┏━━

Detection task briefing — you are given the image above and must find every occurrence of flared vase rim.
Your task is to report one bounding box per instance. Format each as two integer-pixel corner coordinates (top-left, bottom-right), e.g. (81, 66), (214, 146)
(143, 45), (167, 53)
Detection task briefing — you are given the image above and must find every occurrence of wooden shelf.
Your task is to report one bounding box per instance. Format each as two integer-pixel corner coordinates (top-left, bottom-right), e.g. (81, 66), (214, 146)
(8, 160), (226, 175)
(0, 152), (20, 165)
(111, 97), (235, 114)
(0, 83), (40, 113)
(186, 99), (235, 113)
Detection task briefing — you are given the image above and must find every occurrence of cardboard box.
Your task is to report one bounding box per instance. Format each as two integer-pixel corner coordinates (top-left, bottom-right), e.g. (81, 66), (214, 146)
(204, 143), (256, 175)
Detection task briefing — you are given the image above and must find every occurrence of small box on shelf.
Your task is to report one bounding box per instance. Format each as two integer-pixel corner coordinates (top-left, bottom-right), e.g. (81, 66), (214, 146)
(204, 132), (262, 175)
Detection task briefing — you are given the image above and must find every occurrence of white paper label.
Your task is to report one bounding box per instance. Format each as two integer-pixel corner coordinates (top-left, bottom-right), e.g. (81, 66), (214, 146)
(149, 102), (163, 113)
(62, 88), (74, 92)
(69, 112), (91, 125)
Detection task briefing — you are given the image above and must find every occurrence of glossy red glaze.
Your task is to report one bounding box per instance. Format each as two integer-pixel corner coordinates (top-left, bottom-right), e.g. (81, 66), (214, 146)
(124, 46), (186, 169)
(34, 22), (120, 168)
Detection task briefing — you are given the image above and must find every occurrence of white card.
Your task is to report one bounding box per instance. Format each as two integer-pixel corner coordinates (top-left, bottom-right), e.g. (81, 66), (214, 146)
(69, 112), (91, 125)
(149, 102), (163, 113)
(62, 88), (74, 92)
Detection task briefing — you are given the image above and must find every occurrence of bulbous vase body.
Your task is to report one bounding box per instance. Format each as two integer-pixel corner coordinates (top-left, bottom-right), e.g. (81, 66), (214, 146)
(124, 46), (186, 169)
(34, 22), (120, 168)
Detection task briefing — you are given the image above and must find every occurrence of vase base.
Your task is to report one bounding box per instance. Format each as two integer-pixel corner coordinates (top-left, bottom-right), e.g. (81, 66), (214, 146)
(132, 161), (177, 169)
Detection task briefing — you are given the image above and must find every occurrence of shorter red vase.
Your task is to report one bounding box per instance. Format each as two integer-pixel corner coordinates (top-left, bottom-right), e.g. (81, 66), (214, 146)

┗━━

Please return every line of the listing exactly.

▸ Written reply
Detection task briefing — you are given the image above and must find every occurrence of flared vase rim.
Your task is to report one bounding box per instance. Format each as two integer-pixel corner coordinates (top-left, bottom-right), e.g. (81, 66), (214, 146)
(143, 45), (167, 53)
Detection task briefing — you are given the image above and must find every occurrence of wooden shelf.
Your task is to report one bounding box per instance. Format each as two integer-pixel corner coordinates (top-left, bottom-right), e.g. (81, 66), (214, 146)
(8, 160), (226, 175)
(0, 152), (20, 165)
(111, 97), (235, 114)
(0, 83), (40, 113)
(186, 99), (235, 113)
Detection task briefing — you are given the image above and must find every occurrence of cardboard box.
Your task is to report one bounding box per instance. Format each as two integer-pixel corner coordinates (top-left, bottom-right), e.g. (81, 66), (214, 146)
(204, 143), (256, 175)
Detection task briefing — you are given the image above and must find every occurrence of small box on shelf.
Your task is to report one bounding box per instance. Format each as two integer-pixel corner coordinates (top-left, bottom-right), e.g. (81, 66), (214, 146)
(204, 132), (262, 175)
Detection task briefing — you are given the image above and must find every occurrence of white paper label.
Your task is to report one bounding box per instance. Format each as two integer-pixel corner coordinates (top-left, bottom-right), e.g. (81, 66), (214, 146)
(149, 102), (163, 113)
(62, 88), (74, 92)
(69, 112), (91, 125)
Detection task briefing — you are given the image above and must find every occurrence of glossy red glaze.
Your task is to report one bounding box per instance. Format each as two integer-pixel corner coordinates (top-left, bottom-right), e.g. (81, 66), (214, 146)
(124, 46), (186, 169)
(34, 22), (120, 168)
Detection task briefing — you are given the image above and must find every occurrence of white card.
Your task is to report one bounding box per instance. Format each as two integer-pixel corner coordinates (top-left, bottom-right), e.g. (81, 66), (214, 146)
(69, 112), (91, 125)
(149, 102), (163, 113)
(62, 88), (74, 92)
Detection task briefing — you are given the image above and must find every occurrence of bulbous vase body.
Your task is to report one bounding box per instance. Format each as two integer-pixel corner coordinates (top-left, bottom-right), e.g. (81, 66), (214, 146)
(124, 46), (186, 169)
(34, 22), (120, 168)
Detection task briefing — you are given the image above and must find every occurrence of vase base.
Your task is to report one bounding box per instance. Format each as two integer-pixel corner coordinates (top-left, bottom-right), e.g. (81, 66), (214, 146)
(132, 161), (177, 169)
Detection task briefing — you are given the image above and must find every occurrence of shorter red vase.
Your task is to report one bounding box per instance. Format each as two integer-pixel corner coordinates (top-left, bottom-right), e.g. (81, 66), (214, 146)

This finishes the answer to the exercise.